Top of Records shown
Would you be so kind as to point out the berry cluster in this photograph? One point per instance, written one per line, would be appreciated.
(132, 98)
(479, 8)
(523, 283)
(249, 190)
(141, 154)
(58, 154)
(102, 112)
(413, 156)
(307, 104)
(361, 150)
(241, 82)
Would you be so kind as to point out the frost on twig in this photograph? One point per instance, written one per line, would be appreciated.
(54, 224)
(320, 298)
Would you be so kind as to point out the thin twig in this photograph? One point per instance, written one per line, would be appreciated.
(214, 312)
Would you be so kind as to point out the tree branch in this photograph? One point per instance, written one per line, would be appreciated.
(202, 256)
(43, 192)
Bottom of Records shown
## Instructions to follow
An exact copy of the lines from the one with "Would you be so kind as to point out the frost" to the final line of the entries is all that the answer should hold.

## Task answer
Would you be so kind as to point out the frost on twig in this photograph? One point per instance, written one per line, would be appreciated.
(54, 224)
(320, 298)
Would you be so kind as to point out the thin twig in this photograph? One point per instance, written one per line, would be appreciated.
(214, 312)
Would you be so kind as to point out the tree branch in this photograph? One point per instance, written one per line, would be appreciated.
(202, 256)
(43, 192)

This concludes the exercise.